Objetivos:
1. Responde, a partir del texto sobre Juan Pablo II, estas preguntas:
(a) ¿Cuántos años abarcó la tarea del Papa según el texto?
(b) ¿Con qué clase de modelo se comete el error de asimilar a Karol Wojtila?
(c) ¿Por qué el propio Pontífice rechazaría semejante rótulo?
2. Prosigue el texto sobre Juan Pablo II a partir de su última oración, sin tocar las entradas.

Texto fuente:
Si gratamente sorprende la buena noticia de que ante la muerte de Juan Pablo II se unan en el dolor expresiones otrora irreconciliables con El Vaticano y la Iglesia Católica, no deja de despertar la atención que ante el hecho vayan surgiendo algunos supuestos exegetas que analizan la Biblia y hurgan en la vida del Papa fallecido, buscándole resquicios que lo descalifiquen y contradicciones que tiendan a minimizar su formidable tarea a través de más de 26 años.

Quizás se cometa el avieso error de querer asimilar a Karol Wojtila con un modelo de perfección que no ha sido tal, como no lo será ningún hombre, falible aun en el largo y espinoso camino hacia la santificación.

El propio Pontífice sería el primero en negarse a semejante rótulo, porque supo que había tenido errores. Pero quienes bucean en su existencia saben que frente a tantos elogios por su obra y a tanta pena por su partida, algo deben decir.

Material de trabajo:

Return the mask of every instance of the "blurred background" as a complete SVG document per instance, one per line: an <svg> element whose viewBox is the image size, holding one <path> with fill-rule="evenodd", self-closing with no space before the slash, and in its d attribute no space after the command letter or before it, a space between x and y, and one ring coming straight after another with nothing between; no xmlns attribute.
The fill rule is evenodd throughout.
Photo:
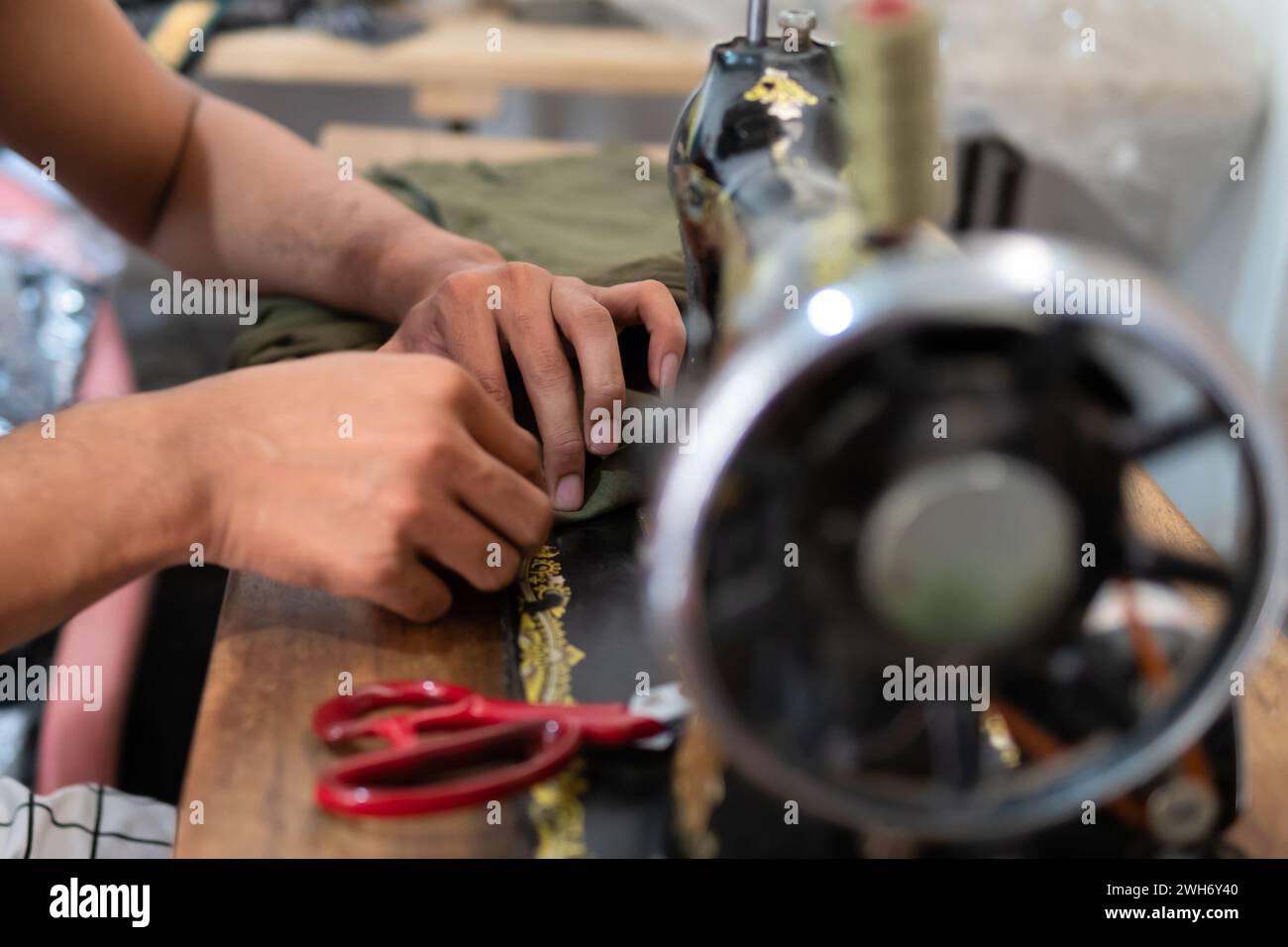
<svg viewBox="0 0 1288 947"><path fill-rule="evenodd" d="M451 158L469 137L487 138L487 153L502 157L515 147L524 155L560 149L550 142L663 144L710 46L741 33L746 18L742 0L120 5L174 68L336 158L352 157L359 173L379 162ZM934 5L943 15L942 111L953 153L987 142L1001 161L1001 191L989 198L997 214L971 225L1075 236L1149 263L1209 314L1274 402L1288 406L1288 180L1271 171L1288 166L1288 4ZM840 32L845 6L813 3L818 37ZM772 23L775 14L772 6ZM201 31L197 49L193 30ZM17 165L0 158L0 174L61 200L49 196L54 186ZM659 179L661 167L653 174ZM12 207L0 204L0 220ZM225 370L236 320L155 316L149 285L169 271L88 220L68 227L97 250L75 273L80 301L55 313L73 368L50 380L50 399L72 397L76 349L98 304L111 305L138 388ZM58 286L28 299L76 303ZM1230 472L1215 463L1194 470L1164 463L1153 473L1220 545L1229 491L1213 484ZM215 568L175 569L140 591L151 606L140 612L135 674L147 687L137 688L126 711L126 790L178 795L224 579ZM46 639L32 653L48 658L53 647ZM35 709L0 714L0 772L35 777L36 719Z"/></svg>

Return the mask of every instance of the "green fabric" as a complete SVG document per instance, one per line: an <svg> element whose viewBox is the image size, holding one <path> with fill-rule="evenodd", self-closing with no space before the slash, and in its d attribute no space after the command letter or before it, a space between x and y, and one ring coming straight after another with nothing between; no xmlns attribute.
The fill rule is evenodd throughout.
<svg viewBox="0 0 1288 947"><path fill-rule="evenodd" d="M509 260L596 286L659 280L681 312L684 260L665 175L636 178L638 153L598 155L504 165L415 161L379 169L371 179L435 224L495 246ZM263 296L259 320L233 343L234 368L327 352L380 348L394 327L292 296ZM630 378L630 371L627 378ZM515 416L536 430L515 390ZM627 403L648 399L627 392ZM638 447L636 447L638 450ZM639 499L630 451L586 457L586 502L560 522L590 519Z"/></svg>

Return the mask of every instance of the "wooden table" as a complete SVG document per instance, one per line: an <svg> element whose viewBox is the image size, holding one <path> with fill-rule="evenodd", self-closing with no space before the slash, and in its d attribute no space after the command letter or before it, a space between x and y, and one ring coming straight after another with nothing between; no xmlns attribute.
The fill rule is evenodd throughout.
<svg viewBox="0 0 1288 947"><path fill-rule="evenodd" d="M388 133L389 130L385 130ZM328 148L355 165L386 153L350 129ZM376 131L375 134L381 134ZM551 143L495 142L394 133L397 157L522 160L560 151ZM419 147L417 147L419 143ZM451 146L450 148L447 146ZM348 152L343 151L348 148ZM1136 528L1193 555L1211 550L1158 486L1128 481ZM1200 608L1211 603L1197 599ZM506 692L505 640L496 597L460 600L434 626L415 626L370 606L234 573L224 598L206 691L179 803L179 857L519 856L531 852L522 810L500 825L479 810L420 819L348 819L313 804L313 780L332 761L308 728L314 707L354 683L438 676L486 694ZM1231 839L1261 857L1288 857L1288 642L1275 634L1249 675L1242 702L1244 816ZM204 821L193 825L191 805ZM523 805L523 803L519 803Z"/></svg>
<svg viewBox="0 0 1288 947"><path fill-rule="evenodd" d="M443 17L424 32L379 46L294 27L216 33L198 61L197 75L407 86L419 115L471 120L493 115L501 90L510 88L687 95L702 79L710 52L706 43L648 30L471 14Z"/></svg>

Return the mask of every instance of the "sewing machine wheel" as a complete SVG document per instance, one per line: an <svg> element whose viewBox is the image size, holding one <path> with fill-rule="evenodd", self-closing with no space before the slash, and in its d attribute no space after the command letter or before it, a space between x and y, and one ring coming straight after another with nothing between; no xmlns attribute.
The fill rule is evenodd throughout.
<svg viewBox="0 0 1288 947"><path fill-rule="evenodd" d="M647 598L750 778L944 839L1087 801L1144 825L1114 800L1182 755L1203 781L1191 747L1283 617L1280 446L1154 281L1127 317L1036 312L1045 281L1136 272L988 237L819 290L712 379ZM1218 558L1133 522L1136 465L1157 460L1229 487Z"/></svg>

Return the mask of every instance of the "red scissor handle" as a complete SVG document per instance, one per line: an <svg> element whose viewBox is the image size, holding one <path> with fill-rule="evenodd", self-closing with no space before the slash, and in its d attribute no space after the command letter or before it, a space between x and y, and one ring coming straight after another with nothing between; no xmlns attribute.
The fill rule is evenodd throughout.
<svg viewBox="0 0 1288 947"><path fill-rule="evenodd" d="M319 777L316 798L322 808L350 816L444 812L491 801L550 778L577 755L581 741L576 722L550 718L477 727L337 763ZM482 774L419 782L425 776L509 758L515 751L524 758Z"/></svg>
<svg viewBox="0 0 1288 947"><path fill-rule="evenodd" d="M397 706L422 710L368 716L374 710ZM630 743L666 729L665 723L632 714L625 703L526 703L483 697L438 680L392 680L332 697L313 715L313 731L328 743L380 737L390 746L408 746L428 731L550 719L576 723L582 738L605 745Z"/></svg>

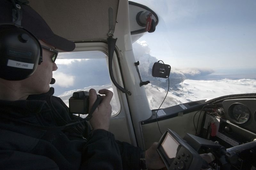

Resultados por tarea:
1.
(a) Más de 26 años.
(b) Con un modelo de perfección que no ha sido tal.
(c) Porque supo que había tenido errores.

2.
Juan Pablo II nunca se sintió depositario de administrar únicamente la vida de 1.400 millones de católicos. Representante de Dios en la tierra, desde el inicio supo entender su tarea como un servicio a la humanidad toda, porque se llegó a la casa de sus hermanos en la fe, uniendo lazos con otras religiones y, ya en el terreno político, acercándose a regímenes donde si algo escaseaban históricamente eran las compatibilidades con el Trono de Pedro.

Nunca dijo que su mensaje sólo estaba destinado a los católicos. Basta con repasar sus acciones reconciliadoras a domicilio, con desprejuiciada pasión, para comprender lo que significó su papado, eliminando todas las barreras ideológicas para erigir puentes de entendimiento.

Aquéllos acostumbrados a construir su propia moral y que pretenden una Iglesia a la medida de sus conveniencias, intereses y necesidades, presionando para que preceptos inmutables se amolden a sus criterios y ajusten a sus comodidades bajo una sui generis concepción de la ortodoxia, el conservadorismo y el progresismo, ignoran los cimientos mismos de la doctrina social de la Iglesia y la esencia de las verdades evangélicas.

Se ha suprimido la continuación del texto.